### Direction a
Copy the part of the listing below verbatim, starting at the line containing "TARGET = contrail" and running through the end of the listing, both ends included.
===== Source passage
For many,
art has become big business... fortunes can be made and lost buying
art, just as in real estate and in the penny stock markets.
Appetites are made ravenous by huge auction prices. Art has become
another commodity, to be bought and sold, as dispassionately as hog
bellies.
"The art world is now different from what it was in the 1930's.
It was less confusing then: there was not the restless succession of
`isms'; it was easier for young artists to find themselves... art
was not the big business it has become. There was no such thing as
`blue chips' in art. Well known artists worked daily in modest
studios, they were not the `celebrities' and `personalities' they
are today." (241)
Raphael Soyer, "Social Concern and Urban Realism"
"The Art Support Structure - as it now exists, is a product of
the overall inflationary, bull-market consumerism that shot into
high gear in the early 1960's, when art became one of the new,
mushrooming `leisure-time industries'. And the art world, while
continuing to pay lip service to the notion of quality, rushed to be
part of the gross national product.
Student bodies in the art academies skyrocketed. More degrees
produced more teachers, to teach more `artists'. This influx had to
be accommodated, so there were more galleries to help them hawk
their wares, abetted by an aura of glamour and chic painted by a
largely uncritical art press. There were national endowments, and
new foundations from the `private sector." (242)
==========
===== Record set
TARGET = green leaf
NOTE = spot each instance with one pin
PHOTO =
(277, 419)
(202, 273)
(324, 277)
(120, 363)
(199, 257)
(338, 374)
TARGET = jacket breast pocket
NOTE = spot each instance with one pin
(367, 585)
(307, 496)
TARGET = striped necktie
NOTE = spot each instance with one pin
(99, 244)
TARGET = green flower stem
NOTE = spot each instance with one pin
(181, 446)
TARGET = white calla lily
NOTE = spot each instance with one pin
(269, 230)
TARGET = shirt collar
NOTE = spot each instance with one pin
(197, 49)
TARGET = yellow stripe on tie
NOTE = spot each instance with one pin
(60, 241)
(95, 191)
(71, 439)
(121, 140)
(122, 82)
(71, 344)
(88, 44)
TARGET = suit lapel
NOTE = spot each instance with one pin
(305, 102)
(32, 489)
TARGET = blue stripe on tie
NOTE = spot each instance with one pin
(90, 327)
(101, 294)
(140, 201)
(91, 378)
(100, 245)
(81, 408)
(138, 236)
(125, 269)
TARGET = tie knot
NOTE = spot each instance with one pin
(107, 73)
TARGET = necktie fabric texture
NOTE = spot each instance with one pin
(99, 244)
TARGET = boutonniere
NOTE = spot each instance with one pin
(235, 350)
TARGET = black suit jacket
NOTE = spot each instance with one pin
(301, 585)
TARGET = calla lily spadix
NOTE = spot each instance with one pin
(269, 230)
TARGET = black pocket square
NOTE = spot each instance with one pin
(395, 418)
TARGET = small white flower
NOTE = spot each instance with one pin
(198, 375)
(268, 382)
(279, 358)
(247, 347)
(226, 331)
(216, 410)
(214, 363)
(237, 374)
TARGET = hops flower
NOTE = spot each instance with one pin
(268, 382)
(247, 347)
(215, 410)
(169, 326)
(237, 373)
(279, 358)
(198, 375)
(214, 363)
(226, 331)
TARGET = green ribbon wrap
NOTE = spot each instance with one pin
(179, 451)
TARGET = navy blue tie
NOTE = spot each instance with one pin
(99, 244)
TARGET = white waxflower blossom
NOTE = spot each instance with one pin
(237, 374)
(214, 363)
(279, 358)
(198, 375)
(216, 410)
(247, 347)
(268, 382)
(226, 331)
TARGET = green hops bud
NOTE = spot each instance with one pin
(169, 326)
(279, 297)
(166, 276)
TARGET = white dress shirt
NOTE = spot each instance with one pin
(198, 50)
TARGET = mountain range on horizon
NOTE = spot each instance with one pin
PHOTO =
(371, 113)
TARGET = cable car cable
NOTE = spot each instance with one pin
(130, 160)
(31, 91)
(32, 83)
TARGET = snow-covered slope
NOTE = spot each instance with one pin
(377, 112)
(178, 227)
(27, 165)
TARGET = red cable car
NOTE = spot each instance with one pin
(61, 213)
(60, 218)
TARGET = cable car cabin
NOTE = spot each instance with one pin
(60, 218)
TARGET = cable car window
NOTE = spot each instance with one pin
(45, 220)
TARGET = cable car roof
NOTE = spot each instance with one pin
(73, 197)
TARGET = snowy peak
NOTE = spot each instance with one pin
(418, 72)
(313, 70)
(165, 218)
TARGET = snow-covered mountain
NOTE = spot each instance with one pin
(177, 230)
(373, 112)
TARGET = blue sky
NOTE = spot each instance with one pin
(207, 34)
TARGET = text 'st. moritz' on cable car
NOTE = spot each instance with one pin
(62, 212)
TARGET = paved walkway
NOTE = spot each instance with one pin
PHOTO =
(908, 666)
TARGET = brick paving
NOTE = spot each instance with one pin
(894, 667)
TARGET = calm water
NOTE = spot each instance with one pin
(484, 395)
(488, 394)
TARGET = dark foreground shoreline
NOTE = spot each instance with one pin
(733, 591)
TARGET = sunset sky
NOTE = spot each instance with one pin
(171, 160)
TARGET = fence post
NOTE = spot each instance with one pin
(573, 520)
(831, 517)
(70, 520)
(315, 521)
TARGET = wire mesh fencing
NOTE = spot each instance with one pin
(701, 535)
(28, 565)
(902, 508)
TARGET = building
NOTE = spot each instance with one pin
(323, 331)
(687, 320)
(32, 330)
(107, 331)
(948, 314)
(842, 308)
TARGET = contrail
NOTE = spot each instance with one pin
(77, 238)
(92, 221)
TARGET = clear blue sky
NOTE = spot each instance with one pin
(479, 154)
==========
### Direction b
Proceed with the passage on art becoming big business, writing on from its final sentence.

### Expected answer a
TARGET = contrail
NOTE = spot each instance with one pin
(77, 238)
(92, 221)
TARGET = clear blue sky
NOTE = spot each instance with one pin
(479, 154)

### Expected answer b
Thomas Albright
"Art is all right when it is left alone; it is a respectable and
laudable ambition and occupation but no honest person wants to be
driven to do anything, or be driven to doing it in any given place.
I have learned a great deal about art and its meaning since I
conceived a kind of contempt for what the idolaters would have the
world think it is...it is all wrong to be driven to make a
mercantile commodity of it." (243)
Marsden Hartley, Notes, 1919 - 1936
"In one week in may 1990, the Japanese industrialist ... paid
$160 million US for two paintings bought in New York: $82.5 million
for Van Gogh's Portrait of Dr. Gachet at Christies and $78.1 million
for Renoir's At the Moulin de la Galette at Sotheby's." (244)
There is a "false equation of art with money and `success' that
dealers and collectors have managed to create." (245)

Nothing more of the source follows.